§ TEXTAUSZUG:
━━━━━━━━━━
Piero Manzoni verkaufte Künstler-Scheiße und Künstler-Atem
Im Rückblick erscheint die Eile, als stünde sie in einem Zusammenhang mit dem frühen Tod des offenbar herzkranken Künstlers. Vielleicht spürte Piero Manzoni, dass ihm wenig Zeit blieb, um einen bleibenden Eindruck zu hinterlassen. Auch wenn dies eine äußerst vage Spekulation ist – das Verstecken, Verschwinden und Vergehen lässt sich zweifellos als Leitmotiv in Manzonis Œuvre benennen.
So überspringt er die monochromen Phasen seiner Zeitgenossen und lässt die Farbe in seinen „Achromes“ gleich ganz weg, er reduziert die Zeichnung auf Linien, die er auf Papierrollen zeichnet, in Kapseln verpackt und im Boden vergräbt, er faltet Leinwände zusammen und verschnürt sie zu versandfertigen Päckchen, er verzichtet auf jede künstlerische Gestaltung, indem er in seinen „Sculture viventi“ Menschen auf Sockel platziert und deren Körper signiert. Darunter befand sich auch der junge Umberto Eco. Manzoni setzte dem später weltberühmt gewordenen Schriftsteller und Gelehrten Eco damals also unwissend ein vorauseilendes Denkmal.
Schließlich verzichtet Piero Manzoni auf die Körper der Modelle, auf den Körper des Künstlers und widmet sich ganz dessen Nebenprodukten, etwa dem „Fiato d’Artista“ („Künstleratem“ in Luftballons) oder der „Merda d’Artista“ („Künstlerscheiße“ in Konservendosen).
Der Gedanke der Selbstauslöschung ist auch in der Aktion „Consumazione dell’arte“ präsent, bei der vom Künstler per Fingerabdruck signierte Eier verspeist werden. Und letztlich verzichtet Manzoni auf jede Art von künstlerischer Signatur, er hebt die Grenze zwischen Kunst und Welt auf: Der kopfüber aufgestellte Metallsockel „Socle du monde“ erklärte den Erdboden mit allem, was sich darauf befindet, zu Kunst und löschte den Autor damit aus. Zwei Jahre später wurde Manzoni beerdigt und wurde so selbst zum Teil seines eigenen Kunstwerks – er starb im Atelier an einem Herzinfarkt.
Piero Manzoni zum Dosenpreis
Unbekannt ist bisher wie viele seiner Dosen „Künstlerscheiße“ Piero Manzoni selbst verkauft hat. Es gibt einen bemerkenswerten Beleg, der den Verkauf einer der Dosen (Nr. 069) im August 1962 dokumentiert. Der Käufer und Freund Piero Manzonis Alberto Lùcia, selbst Maler und Dichter, hat demnach die 30 Gramm Exkremente tatsächlich im Tausch gegen 30 Gramm Gold (18 Karat) erworben.
━━━━━━━━━━
§ DATENSÄTZE:

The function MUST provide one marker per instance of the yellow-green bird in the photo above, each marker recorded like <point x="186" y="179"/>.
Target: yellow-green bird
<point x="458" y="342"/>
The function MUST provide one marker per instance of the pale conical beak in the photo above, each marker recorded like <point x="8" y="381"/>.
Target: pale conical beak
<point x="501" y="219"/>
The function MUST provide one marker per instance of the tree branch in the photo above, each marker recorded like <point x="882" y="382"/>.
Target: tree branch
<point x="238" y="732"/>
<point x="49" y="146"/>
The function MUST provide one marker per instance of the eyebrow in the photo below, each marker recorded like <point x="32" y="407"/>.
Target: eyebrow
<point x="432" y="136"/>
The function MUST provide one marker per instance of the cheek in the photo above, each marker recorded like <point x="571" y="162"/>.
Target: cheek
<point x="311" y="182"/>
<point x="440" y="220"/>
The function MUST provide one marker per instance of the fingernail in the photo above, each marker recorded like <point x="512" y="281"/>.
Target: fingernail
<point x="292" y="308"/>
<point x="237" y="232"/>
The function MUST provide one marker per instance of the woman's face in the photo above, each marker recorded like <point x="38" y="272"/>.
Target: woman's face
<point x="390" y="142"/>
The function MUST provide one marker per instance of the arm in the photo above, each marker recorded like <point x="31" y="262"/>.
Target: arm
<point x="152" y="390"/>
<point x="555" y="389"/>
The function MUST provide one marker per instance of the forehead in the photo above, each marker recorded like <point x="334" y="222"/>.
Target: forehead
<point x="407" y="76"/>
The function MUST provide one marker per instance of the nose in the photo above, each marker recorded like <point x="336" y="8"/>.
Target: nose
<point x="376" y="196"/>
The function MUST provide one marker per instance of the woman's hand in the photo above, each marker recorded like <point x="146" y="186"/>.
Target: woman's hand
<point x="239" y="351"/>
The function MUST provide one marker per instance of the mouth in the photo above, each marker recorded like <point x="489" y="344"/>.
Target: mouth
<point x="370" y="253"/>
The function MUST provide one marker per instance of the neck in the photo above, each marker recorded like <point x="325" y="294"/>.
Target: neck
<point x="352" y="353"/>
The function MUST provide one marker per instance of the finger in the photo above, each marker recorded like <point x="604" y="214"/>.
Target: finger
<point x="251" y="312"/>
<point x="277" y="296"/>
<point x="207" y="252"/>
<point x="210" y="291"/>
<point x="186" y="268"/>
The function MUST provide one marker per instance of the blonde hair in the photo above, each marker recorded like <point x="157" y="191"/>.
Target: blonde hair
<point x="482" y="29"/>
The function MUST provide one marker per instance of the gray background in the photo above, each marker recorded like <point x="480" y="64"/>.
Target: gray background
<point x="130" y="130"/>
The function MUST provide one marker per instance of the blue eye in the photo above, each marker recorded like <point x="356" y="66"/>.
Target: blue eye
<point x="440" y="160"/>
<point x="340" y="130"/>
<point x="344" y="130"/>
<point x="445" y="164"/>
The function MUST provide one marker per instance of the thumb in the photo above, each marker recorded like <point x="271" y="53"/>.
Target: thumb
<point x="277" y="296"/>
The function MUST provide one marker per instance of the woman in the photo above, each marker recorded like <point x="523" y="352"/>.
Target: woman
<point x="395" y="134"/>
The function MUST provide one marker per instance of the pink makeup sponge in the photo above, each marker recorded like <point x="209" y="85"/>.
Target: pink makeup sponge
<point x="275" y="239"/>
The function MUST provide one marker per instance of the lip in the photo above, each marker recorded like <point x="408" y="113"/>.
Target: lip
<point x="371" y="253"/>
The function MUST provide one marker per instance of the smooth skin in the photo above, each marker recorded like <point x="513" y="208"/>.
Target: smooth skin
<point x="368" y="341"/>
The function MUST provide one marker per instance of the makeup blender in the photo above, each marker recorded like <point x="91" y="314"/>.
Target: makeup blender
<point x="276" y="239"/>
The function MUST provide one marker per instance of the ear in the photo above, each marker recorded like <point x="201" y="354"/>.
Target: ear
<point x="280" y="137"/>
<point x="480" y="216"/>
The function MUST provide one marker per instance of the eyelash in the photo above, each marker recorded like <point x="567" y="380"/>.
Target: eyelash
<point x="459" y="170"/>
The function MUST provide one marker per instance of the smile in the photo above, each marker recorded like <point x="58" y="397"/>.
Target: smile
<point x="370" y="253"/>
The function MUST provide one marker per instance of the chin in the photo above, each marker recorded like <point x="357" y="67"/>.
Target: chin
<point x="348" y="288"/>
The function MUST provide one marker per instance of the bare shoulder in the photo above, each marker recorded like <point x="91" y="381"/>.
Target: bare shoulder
━━━━━━━━━━
§ AUFGABE: Gib aus dem Textauszug über Piero Manzoni den Abschnitt wörtlich aus, beginnend bei „Piero Manzoni zum“ und endend bei „(18 Karat) erworben.“. Die Datensätze stehen in keinem Zusammenhang mit dem Textauszug.

§ ERGEBNIS:
Piero Manzoni zum Dosenpreis
Unbekannt ist bisher wie viele seiner Dosen „Künstlerscheiße“ Piero Manzoni selbst verkauft hat. Es gibt einen bemerkenswerten Beleg, der den Verkauf einer der Dosen (Nr. 069) im August 1962 dokumentiert. Der Käufer und Freund Piero Manzonis Alberto Lùcia, selbst Maler und Dichter, hat demnach die 30 Gramm Exkremente tatsächlich im Tausch gegen 30 Gramm Gold (18 Karat) erworben.